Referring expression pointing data
◆ ◆ ◆ ◆ ◆ ◆ ◆

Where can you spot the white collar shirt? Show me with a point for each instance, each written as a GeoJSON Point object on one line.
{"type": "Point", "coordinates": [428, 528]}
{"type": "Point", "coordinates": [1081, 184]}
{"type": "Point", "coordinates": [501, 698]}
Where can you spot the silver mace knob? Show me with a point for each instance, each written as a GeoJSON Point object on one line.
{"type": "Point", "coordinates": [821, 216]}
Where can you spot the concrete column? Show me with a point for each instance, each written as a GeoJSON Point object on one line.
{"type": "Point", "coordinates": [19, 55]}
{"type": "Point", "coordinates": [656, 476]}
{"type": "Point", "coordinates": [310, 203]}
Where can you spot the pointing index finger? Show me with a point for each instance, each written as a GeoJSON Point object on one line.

◆ ◆ ◆ ◆ ◆ ◆ ◆

§ **What the task requires**: From the line containing "Where can you spot the concrete" to the final line of the data, repeat each line exactly. Include both ends.

§ **Reply to the exercise**:
Where can you spot the concrete column? Show me with a point for each instance, each written as a GeoJSON Point object on one line.
{"type": "Point", "coordinates": [19, 55]}
{"type": "Point", "coordinates": [656, 476]}
{"type": "Point", "coordinates": [310, 203]}
Where can you spot the pointing index finger? Show me with a point for each instance, each written as a GeoJSON Point object on one line.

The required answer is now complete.